== TEXT SHOWN ==

§ §

30 September 2008

06

one of the best feelings in the world
is the one you get when
you're standing in front of a loud speaker at 10pm
nodding your head.

the bass is turned up high, and you swear it's louder than the guitars
and you can barely hear what that guy in the red shirt is saying into his microphone.

you can feel the vibrations in your bones...it's even a little bit hard to breathe.
it's a little bit stuffy.
and your breath gets lighter and lighter with each pluck of a string
and your eyes want to bleed and you stomach turns, screaming "ican'ttakeit i can't take it"

then walking home in the cold wind
alone
with only a t-shirt on and some skinny jeans that are no longer skinny on your legs.




anyway, today i tried to find this feeling.
and when my eyes opened for the first time this morning i realized that i can't ever sleep again.

05

it's wet orange outside right now.
i take off my glasses and glance into the street.

it's hard to describe what this looks like, unless you are blessed with a natural blur in your eyes like me.

§ §

== SOURCE DATA ==
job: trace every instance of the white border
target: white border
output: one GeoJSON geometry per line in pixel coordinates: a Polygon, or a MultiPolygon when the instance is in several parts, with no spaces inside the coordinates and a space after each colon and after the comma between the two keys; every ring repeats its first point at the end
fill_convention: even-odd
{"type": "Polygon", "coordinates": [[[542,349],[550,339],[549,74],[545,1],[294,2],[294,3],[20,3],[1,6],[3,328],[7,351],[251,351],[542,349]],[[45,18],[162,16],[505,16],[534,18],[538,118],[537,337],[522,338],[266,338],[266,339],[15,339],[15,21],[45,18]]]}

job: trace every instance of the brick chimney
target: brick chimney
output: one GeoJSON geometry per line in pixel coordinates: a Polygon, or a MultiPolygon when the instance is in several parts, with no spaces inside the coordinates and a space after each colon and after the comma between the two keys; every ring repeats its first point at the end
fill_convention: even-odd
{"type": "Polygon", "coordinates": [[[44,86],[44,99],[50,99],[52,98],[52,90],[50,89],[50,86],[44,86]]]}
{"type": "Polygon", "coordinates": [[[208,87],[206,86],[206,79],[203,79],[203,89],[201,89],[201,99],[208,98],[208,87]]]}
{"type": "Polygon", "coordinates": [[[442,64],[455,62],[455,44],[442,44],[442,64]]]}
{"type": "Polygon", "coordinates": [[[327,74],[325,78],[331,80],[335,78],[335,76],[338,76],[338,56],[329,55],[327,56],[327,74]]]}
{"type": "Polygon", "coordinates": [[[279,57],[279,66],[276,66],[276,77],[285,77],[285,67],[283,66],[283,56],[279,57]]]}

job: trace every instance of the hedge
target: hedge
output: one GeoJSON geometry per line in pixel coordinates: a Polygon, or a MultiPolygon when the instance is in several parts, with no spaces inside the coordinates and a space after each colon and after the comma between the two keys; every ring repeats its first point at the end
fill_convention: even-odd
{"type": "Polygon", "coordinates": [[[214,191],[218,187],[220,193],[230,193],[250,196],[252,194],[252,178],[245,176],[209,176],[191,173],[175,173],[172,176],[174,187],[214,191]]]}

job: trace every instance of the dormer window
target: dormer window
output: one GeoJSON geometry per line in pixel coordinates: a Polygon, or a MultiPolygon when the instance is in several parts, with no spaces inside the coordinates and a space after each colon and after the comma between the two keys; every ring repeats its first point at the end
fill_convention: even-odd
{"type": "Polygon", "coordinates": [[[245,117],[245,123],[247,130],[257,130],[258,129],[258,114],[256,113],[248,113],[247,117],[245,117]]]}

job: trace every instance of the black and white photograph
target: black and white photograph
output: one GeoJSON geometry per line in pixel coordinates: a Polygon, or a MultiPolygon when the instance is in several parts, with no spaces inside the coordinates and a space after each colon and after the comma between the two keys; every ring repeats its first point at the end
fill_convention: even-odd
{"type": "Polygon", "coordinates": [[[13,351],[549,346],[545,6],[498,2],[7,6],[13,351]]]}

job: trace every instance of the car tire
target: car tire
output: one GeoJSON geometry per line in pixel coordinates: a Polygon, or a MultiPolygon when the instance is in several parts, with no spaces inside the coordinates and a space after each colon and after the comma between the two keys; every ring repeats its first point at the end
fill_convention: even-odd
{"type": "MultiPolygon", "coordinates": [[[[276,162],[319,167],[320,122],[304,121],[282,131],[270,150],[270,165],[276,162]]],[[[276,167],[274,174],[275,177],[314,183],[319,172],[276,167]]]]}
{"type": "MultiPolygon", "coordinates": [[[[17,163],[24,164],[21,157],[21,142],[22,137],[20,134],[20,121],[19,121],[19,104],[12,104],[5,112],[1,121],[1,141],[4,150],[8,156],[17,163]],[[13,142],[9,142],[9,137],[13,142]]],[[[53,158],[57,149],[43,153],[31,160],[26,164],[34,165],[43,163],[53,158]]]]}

§ §

== REQUIRED ACTIONS ==
1 > In the blog entry, what color shirt is the guy speaking into the microphone wearing?
2 > Carry on writing the blog entry from its final sentence.
The records are separate material with no connection to the blog entry.

== ANSWERS FOR THIS EXERCISE ==
1 > Red.

2 >
the lights are soft and fuzzy and everything morphs in with each other red blue green yellow orange oranage orange and the black buildings and they touch and swallow each other whole and then. and then, there is just one big colourful picture.

and now i put on a nice song accompanied by the sound of raindrops hitting my window.
i will shut my eyes and look for the feeling of sleep.

you know, it's so perfect right now.
i wish i could share this with you but at the same time i want it to be all mine.

04

shehara and i sat in the hallway in front of the elevator
and drew the most amazing thing anybody has ever seen.
i think we were both in a terrible mood
and were drowsy and tired but our eyes won't stay closed.

why is it that in this big city, i feel like i'm the only one awake now?
it's so quiet here.
this must be the silence embedded in novels that have lasted centuries,
the silence that keeps people calm. calm like before a storm
calm like a whale's song.
i want to feel this in my sleep.


i never want to turn the lights back on.
i want to grow old to the glow of my computer screen,
but i know the sun will beat me to that.

29 September 2008

03

last night, or this morning rather, i finally was able to fall asleep to the sound of your music.
i imagined your hands pressing down gently on each key
black, white
black, white.

then i felt the first hint of drowsiness in my head, and that familiar heaviness on my eyes.
i knew it was coming.
it spread fast, like a disease, and soon i could feel it even in my fingertips.

with my eardrums vibrating, i had the best sleep i've had in weeks.

i could have slept more, but i was awaken by the sound of my cellphone,
followed by a feeling i'm not unfamiliar with. i rolled out of comfort, fell to the dirty and cold floor.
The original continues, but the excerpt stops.